[start]

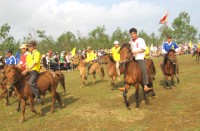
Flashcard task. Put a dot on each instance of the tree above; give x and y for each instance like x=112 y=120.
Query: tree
x=119 y=35
x=183 y=31
x=6 y=40
x=98 y=38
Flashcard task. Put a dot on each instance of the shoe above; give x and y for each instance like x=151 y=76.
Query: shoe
x=118 y=78
x=40 y=101
x=121 y=89
x=148 y=90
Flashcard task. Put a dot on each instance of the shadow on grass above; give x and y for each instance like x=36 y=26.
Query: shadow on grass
x=65 y=100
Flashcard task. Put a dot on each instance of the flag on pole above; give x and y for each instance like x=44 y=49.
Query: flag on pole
x=164 y=19
x=73 y=52
x=190 y=44
x=17 y=57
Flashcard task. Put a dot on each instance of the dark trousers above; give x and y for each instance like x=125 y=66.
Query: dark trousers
x=32 y=82
x=143 y=69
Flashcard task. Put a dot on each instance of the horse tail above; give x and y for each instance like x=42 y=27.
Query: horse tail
x=193 y=53
x=153 y=69
x=61 y=77
x=102 y=72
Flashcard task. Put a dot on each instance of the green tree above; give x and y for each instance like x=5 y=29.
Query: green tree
x=98 y=38
x=6 y=40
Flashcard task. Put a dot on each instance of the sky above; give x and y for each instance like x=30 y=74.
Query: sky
x=82 y=16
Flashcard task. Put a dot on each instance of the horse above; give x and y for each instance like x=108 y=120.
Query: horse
x=132 y=74
x=47 y=80
x=81 y=66
x=111 y=68
x=197 y=53
x=3 y=85
x=170 y=68
x=151 y=69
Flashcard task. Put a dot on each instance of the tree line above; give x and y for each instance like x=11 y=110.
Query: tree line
x=181 y=31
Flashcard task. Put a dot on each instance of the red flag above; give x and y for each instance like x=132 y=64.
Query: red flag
x=164 y=19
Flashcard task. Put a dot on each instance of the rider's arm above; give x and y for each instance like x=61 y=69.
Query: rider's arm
x=163 y=49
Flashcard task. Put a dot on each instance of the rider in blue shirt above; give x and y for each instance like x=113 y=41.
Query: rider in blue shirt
x=169 y=44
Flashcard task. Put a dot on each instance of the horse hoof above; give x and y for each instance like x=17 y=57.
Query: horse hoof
x=21 y=120
x=62 y=105
x=127 y=104
x=153 y=94
x=128 y=108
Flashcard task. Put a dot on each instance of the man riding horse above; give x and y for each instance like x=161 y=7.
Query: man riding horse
x=90 y=57
x=116 y=57
x=169 y=44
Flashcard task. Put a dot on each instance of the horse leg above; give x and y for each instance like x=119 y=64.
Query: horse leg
x=137 y=95
x=177 y=79
x=151 y=86
x=59 y=99
x=23 y=102
x=83 y=81
x=7 y=98
x=53 y=101
x=125 y=95
x=94 y=76
x=166 y=81
x=113 y=82
x=31 y=100
x=19 y=105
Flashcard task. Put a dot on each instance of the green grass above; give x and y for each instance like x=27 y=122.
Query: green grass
x=97 y=108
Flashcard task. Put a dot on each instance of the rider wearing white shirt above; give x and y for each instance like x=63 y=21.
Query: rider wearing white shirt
x=138 y=47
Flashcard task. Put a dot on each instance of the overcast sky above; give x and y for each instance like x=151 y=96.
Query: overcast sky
x=59 y=16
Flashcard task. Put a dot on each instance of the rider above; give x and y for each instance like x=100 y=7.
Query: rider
x=90 y=57
x=10 y=60
x=169 y=44
x=24 y=51
x=138 y=48
x=146 y=52
x=33 y=67
x=116 y=57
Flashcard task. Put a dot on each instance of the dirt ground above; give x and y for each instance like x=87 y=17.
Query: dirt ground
x=97 y=108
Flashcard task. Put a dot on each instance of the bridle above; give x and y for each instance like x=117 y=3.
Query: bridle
x=19 y=77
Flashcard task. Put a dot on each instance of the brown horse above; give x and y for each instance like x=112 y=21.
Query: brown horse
x=132 y=74
x=197 y=53
x=170 y=68
x=81 y=66
x=47 y=80
x=111 y=68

[end]

▶ **WHAT YOU NEED TO DO**: Rewrite every line of the records, starting with the line that contains "like x=63 y=21." and going on through the end of the records. Adjust each x and y coordinate in the answers by adding -111, and leave all other numbers unchanged.

▶ **SOLUTION TO THIS EXERCISE**:
Flashcard task. Put a dot on each instance of the rider wearing white shirt above; give x and y for each instance like x=63 y=21.
Query: rider wearing white shirt
x=27 y=-64
Flashcard task. Put a dot on each instance of the overcast sky above; give x and y for each instance like x=151 y=96.
Query: overcast sky
x=-52 y=-95
Flashcard task. Put a dot on each instance of the rider above; give x and y for each instance like x=100 y=7.
Query: rider
x=-21 y=-54
x=-101 y=-51
x=58 y=-67
x=-87 y=-60
x=27 y=-63
x=35 y=-59
x=-78 y=-44
x=5 y=-54
Flashcard task. Put a dot on each instance of the dirt ground above; give x and y for each instance like x=87 y=17.
Query: dirt ground
x=-14 y=-3
Flashcard task. Put a dot on each instance of the bridle above; give x and y for each instance like x=117 y=3.
Query: bridle
x=-92 y=-34
Flashcard task. Put a dot on each instance of the brown horse above; give x and y for each instance like x=112 y=21.
Query: brown horse
x=21 y=-37
x=86 y=-58
x=59 y=-43
x=-30 y=-45
x=-64 y=-31
x=0 y=-43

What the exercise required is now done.